[Entries from a point annotation set]
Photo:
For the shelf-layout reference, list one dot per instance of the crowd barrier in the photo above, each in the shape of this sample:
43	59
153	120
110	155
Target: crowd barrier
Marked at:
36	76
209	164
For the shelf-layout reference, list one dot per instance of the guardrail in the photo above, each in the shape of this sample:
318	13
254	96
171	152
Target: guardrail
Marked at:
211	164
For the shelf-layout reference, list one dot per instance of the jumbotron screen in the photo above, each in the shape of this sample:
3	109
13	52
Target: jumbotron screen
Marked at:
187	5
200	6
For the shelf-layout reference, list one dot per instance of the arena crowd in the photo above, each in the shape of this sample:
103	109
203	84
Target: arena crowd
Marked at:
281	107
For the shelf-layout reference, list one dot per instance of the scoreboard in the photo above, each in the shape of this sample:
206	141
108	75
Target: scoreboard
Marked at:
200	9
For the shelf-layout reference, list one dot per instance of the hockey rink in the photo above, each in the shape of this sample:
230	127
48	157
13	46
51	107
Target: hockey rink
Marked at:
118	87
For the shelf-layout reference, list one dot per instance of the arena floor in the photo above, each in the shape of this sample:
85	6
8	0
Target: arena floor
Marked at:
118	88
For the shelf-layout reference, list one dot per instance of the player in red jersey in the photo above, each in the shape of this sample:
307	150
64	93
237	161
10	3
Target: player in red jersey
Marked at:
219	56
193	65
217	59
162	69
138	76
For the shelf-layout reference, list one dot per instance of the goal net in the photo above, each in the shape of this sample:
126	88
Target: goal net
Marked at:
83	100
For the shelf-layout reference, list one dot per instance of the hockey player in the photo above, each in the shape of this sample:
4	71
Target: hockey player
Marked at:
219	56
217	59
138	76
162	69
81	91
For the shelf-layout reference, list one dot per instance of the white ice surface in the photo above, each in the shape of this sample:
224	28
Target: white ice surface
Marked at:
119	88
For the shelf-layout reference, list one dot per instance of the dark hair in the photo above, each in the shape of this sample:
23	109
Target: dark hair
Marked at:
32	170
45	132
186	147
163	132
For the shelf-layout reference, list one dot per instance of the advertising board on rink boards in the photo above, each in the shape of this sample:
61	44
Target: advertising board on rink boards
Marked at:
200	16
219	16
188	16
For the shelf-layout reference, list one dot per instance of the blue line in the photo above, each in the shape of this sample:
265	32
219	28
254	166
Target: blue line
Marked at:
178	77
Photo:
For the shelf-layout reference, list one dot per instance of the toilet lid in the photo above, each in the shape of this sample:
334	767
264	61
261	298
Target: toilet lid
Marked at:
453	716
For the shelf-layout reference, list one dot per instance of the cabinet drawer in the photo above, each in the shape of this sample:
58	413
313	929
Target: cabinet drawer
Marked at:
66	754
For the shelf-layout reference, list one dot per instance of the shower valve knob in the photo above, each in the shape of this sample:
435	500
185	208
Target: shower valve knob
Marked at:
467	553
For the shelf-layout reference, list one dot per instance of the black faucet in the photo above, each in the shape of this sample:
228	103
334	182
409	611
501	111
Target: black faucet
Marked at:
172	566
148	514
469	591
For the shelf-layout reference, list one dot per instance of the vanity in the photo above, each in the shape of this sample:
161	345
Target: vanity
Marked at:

» **TASK INSTRUCTIONS**
Copy every row above verbatim, line by line, with no changes.

» **WORKED ANSWER**
Photo:
For the shelf-layout reference, list one dot per instance of the crowd barrier in the photo above, each in the shape of this sample:
43	59
153	120
110	155
Target: crowd barrier
Marked at:
36	76
209	164
For the shelf-layout reference, list one dot per instance of the guardrail in the photo above, each in the shape of this sample:
318	13
254	96
171	152
Target: guardrail
Marked at:
211	164
For the shelf-layout reference, list one dot per instance of the jumbotron screen in the photo above, each in the shape of this sample:
3	109
13	52
Target: jumbotron screen
Marked at:
187	5
200	6
For the shelf-layout reference, list one dot per instance of the arena crowd in the photo above, each in the shape of this sample:
103	109
203	84
Target: arena crowd
Marked at:
281	107
For the shelf-layout reference, list one dot per instance of the scoreboard in the photo above, each in the shape of this sample:
206	141
108	75
Target: scoreboard
Marked at:
200	9
For the shelf-layout reference, list one dot per instance of the hockey rink in the photo above, each in the shape of this sample:
230	127
48	157
13	46
51	107
Target: hockey rink
Marked at:
118	87
For the shelf-layout reference, list one dot per instance of the arena floor in the photo above, each in the shape of this sample:
85	6
8	0
Target: arena floor
Marked at:
118	88
For the shelf-layout reference, list one dot per instance of the player in red jersey in the photo above, each in the shape of this sample:
307	150
64	93
237	161
10	3
Target: player in red jersey
Marked at:
219	56
193	65
217	59
162	69
138	76
For the shelf-layout reference, list one dot per instance of the goal net in the photo above, each in the shape of this sample:
126	88
Target: goal net
Marked at:
83	100
For the shelf-layout reference, list one dot per instance of the hockey player in the photo above, each in the shape of this sample:
4	71
Target: hockey player
Marked at:
219	56
217	59
138	76
162	69
81	91
For the shelf-layout reference, list one dot per instance of the white ice surface in the photo above, each in the shape of this sample:
224	28
Target: white ice surface
Marked at:
119	88
For the shelf-layout reference, list one dot per instance of the dark hair in the photo above, each in the shape of this sample:
23	109
Target: dark hair
Marked at:
32	170
45	132
186	147
163	132
For the shelf-layout reference, list one dot per instance of the advertising board on rink boards in the photo above, each in the shape of this sample:
61	44
Target: advertising board on rink boards
Marked at:
200	16
219	16
188	16
For the shelf-layout reference, list one dot per instance of the blue line in the photo above, each in the shape of this sample:
265	32
219	28
254	166
Target: blue line
Marked at:
178	77
Photo:
For the shelf-layout reference, list one dot per instance of the toilet lid in the photo above, each in the shape of this sample:
334	767
264	61
261	298
Target: toilet lid
Marked at:
453	716
For the shelf-layout reference, list one dot per instance of the cabinet drawer in the photo above, each in the shape of this sample:
58	413
313	929
Target: cabinet drawer
Marked at:
66	754
For the shelf-layout reference, list one dot per instance of the shower valve knob in the photo above, each in the shape of this sample:
435	500
185	208
Target: shower valve knob
Marked at:
467	553
For the shelf-layout reference, list one dot per instance of the black faucet in the photo above, each in the shape of this sample:
228	103
334	182
409	611
501	111
Target: black faucet
Marked at:
172	566
148	514
469	591
For the shelf-layout reference, list one dot per instance of the vanity in the photo above, each in the shape of this sample:
161	345
Target: vanity
Marked at:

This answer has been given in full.